*What needs to be done:* Count the lines of the records that contain the word "hook" and give only that number.
··· Raw records
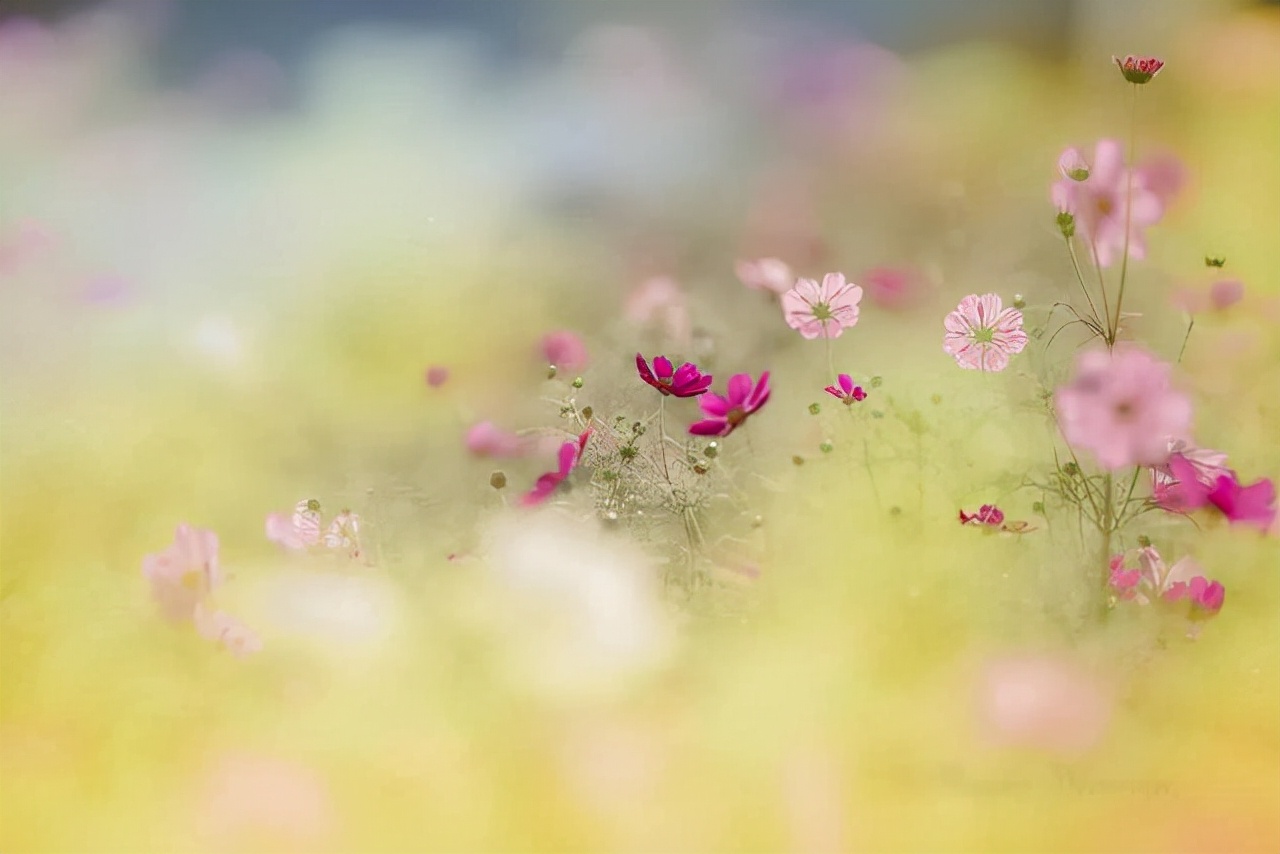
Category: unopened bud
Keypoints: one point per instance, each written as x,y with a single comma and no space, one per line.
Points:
1066,223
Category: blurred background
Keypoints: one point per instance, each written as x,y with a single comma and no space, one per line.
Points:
234,234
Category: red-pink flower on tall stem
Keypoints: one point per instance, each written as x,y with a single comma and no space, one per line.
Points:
565,350
982,333
725,414
570,455
1187,491
1121,406
184,574
685,380
845,391
767,274
822,310
1100,204
1138,69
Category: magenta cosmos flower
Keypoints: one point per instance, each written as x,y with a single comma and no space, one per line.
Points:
725,414
1098,204
1188,489
1123,407
1138,69
183,574
845,391
822,310
982,334
685,380
570,455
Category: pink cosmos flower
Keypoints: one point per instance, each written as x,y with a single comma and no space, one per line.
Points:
1138,69
1121,406
225,631
184,574
659,300
1225,293
570,455
766,274
298,531
1207,597
982,334
1189,489
685,380
1098,205
725,414
987,515
487,439
846,392
822,310
565,350
437,375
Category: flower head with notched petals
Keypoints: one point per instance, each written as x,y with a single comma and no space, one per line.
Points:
822,310
845,391
685,380
725,414
982,334
1112,205
1138,69
1121,406
570,455
184,574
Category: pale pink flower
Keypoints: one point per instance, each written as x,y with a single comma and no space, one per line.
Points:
437,375
766,274
297,531
565,350
894,288
184,574
1100,204
1121,406
1042,703
822,310
225,631
659,301
982,334
1138,69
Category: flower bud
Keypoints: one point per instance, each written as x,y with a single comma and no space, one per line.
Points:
1138,69
1066,223
1072,165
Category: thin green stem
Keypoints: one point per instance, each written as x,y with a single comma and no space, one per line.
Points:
1185,338
1128,204
1079,277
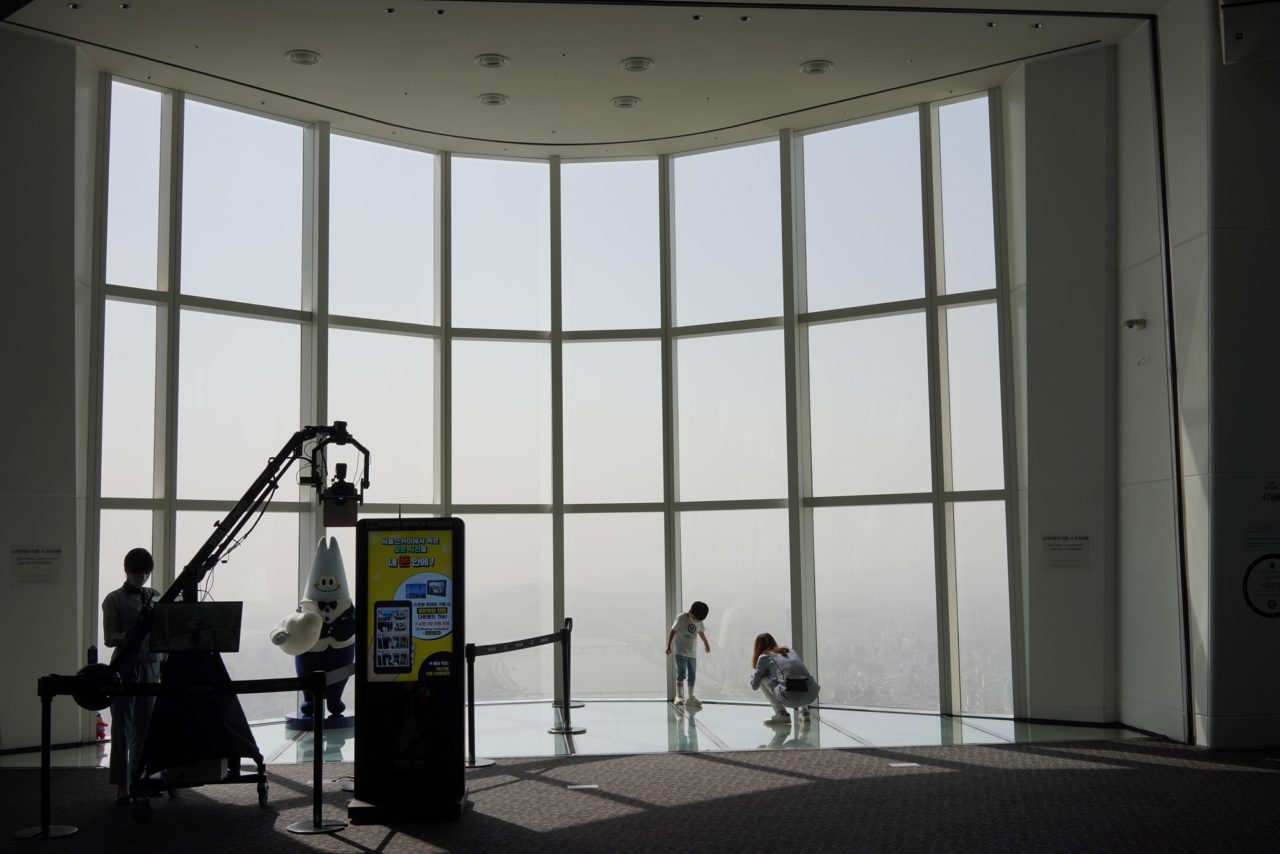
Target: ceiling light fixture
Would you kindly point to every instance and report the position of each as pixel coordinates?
(817, 67)
(302, 56)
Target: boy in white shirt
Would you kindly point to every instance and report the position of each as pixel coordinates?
(688, 626)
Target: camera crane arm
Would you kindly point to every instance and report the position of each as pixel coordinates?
(223, 538)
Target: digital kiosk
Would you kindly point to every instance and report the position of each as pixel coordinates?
(410, 665)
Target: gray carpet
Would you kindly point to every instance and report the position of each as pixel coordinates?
(1133, 795)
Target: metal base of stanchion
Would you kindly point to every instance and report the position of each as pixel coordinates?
(39, 832)
(325, 826)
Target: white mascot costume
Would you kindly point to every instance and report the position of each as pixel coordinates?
(321, 633)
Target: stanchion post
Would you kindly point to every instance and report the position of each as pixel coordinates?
(318, 825)
(568, 729)
(470, 651)
(46, 738)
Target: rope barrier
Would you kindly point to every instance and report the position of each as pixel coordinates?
(474, 651)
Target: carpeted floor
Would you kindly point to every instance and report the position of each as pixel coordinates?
(1133, 795)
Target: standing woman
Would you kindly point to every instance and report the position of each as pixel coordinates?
(782, 677)
(131, 716)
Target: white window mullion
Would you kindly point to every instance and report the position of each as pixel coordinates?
(168, 328)
(1004, 316)
(944, 539)
(314, 359)
(444, 316)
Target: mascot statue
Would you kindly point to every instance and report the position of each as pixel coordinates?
(321, 633)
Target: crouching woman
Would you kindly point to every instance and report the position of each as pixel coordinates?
(784, 679)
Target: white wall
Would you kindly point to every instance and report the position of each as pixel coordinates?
(1151, 688)
(44, 302)
(1063, 200)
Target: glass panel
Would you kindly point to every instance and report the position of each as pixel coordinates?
(869, 406)
(736, 562)
(501, 243)
(732, 427)
(968, 223)
(510, 598)
(973, 371)
(133, 187)
(118, 531)
(727, 234)
(384, 387)
(612, 421)
(264, 575)
(877, 615)
(615, 593)
(237, 403)
(609, 245)
(241, 208)
(864, 234)
(128, 400)
(502, 446)
(382, 231)
(982, 601)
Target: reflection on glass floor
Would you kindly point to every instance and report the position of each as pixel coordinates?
(653, 726)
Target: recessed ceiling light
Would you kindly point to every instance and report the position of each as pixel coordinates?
(304, 56)
(817, 67)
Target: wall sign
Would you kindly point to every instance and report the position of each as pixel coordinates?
(35, 563)
(1065, 551)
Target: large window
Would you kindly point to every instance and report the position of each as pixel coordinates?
(594, 364)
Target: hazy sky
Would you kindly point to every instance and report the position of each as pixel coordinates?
(241, 378)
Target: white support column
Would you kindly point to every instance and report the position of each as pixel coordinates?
(670, 398)
(314, 398)
(795, 337)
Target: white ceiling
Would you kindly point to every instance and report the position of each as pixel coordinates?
(411, 76)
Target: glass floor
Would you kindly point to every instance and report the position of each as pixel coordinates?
(654, 726)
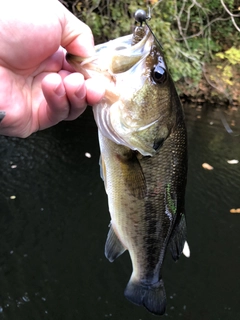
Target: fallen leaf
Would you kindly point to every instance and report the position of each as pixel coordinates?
(235, 210)
(207, 166)
(233, 161)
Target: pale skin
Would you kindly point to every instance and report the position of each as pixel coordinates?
(38, 88)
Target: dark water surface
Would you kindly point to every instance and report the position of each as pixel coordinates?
(52, 235)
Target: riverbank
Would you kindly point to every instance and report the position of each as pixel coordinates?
(213, 87)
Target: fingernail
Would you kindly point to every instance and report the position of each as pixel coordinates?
(2, 115)
(81, 92)
(86, 46)
(60, 90)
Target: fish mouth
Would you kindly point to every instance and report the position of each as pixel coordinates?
(125, 60)
(113, 57)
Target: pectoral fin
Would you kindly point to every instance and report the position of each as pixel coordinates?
(113, 246)
(103, 171)
(132, 174)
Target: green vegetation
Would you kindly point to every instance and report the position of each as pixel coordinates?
(201, 39)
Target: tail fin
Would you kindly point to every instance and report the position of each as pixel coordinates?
(153, 298)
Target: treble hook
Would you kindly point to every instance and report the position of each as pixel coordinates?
(141, 16)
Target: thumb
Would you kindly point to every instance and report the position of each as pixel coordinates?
(77, 37)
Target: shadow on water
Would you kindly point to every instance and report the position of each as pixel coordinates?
(52, 234)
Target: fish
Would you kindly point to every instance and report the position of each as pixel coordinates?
(143, 145)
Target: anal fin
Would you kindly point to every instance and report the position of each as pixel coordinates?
(178, 239)
(113, 246)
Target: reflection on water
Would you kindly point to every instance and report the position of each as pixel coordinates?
(54, 221)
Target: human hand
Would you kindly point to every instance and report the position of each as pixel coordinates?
(38, 88)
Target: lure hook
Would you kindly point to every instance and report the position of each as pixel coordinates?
(141, 16)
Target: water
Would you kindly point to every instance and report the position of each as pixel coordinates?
(54, 221)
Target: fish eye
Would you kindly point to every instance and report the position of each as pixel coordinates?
(140, 16)
(159, 74)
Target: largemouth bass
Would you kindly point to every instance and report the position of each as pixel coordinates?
(143, 145)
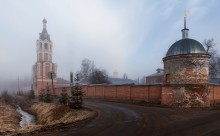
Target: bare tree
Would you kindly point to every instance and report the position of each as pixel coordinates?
(214, 64)
(125, 76)
(99, 77)
(87, 67)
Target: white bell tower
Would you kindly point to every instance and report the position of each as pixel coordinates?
(44, 65)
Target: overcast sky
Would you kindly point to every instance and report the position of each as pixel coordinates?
(130, 36)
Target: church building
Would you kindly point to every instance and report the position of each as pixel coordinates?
(44, 70)
(186, 73)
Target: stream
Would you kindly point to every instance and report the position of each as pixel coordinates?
(26, 119)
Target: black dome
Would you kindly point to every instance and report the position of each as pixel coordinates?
(185, 46)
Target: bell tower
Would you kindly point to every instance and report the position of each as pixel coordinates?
(44, 69)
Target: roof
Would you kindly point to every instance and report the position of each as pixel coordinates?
(120, 81)
(185, 46)
(156, 74)
(44, 34)
(159, 73)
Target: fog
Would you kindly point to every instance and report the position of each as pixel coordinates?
(128, 36)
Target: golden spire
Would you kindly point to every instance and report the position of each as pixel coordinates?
(186, 13)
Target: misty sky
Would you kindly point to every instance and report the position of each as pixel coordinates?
(130, 36)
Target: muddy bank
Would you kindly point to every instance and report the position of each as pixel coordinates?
(48, 117)
(9, 119)
(26, 118)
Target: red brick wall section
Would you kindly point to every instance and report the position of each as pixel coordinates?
(124, 92)
(214, 94)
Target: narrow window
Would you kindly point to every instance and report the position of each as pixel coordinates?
(167, 78)
(45, 46)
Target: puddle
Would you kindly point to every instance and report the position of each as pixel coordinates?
(26, 119)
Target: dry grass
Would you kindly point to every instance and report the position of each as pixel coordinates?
(54, 116)
(9, 118)
(48, 115)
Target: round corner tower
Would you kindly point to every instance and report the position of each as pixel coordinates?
(186, 71)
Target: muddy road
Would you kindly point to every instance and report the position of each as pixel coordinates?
(117, 119)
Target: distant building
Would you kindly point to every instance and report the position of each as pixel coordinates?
(156, 78)
(44, 65)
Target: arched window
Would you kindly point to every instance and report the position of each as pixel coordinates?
(45, 46)
(41, 46)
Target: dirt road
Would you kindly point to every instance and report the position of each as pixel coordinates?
(116, 119)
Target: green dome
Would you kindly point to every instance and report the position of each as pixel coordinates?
(185, 46)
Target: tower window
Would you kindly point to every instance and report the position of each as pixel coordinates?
(41, 46)
(45, 46)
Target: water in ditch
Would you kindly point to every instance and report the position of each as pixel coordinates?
(26, 118)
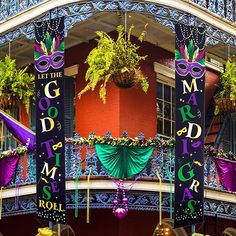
······
*Answer:* 2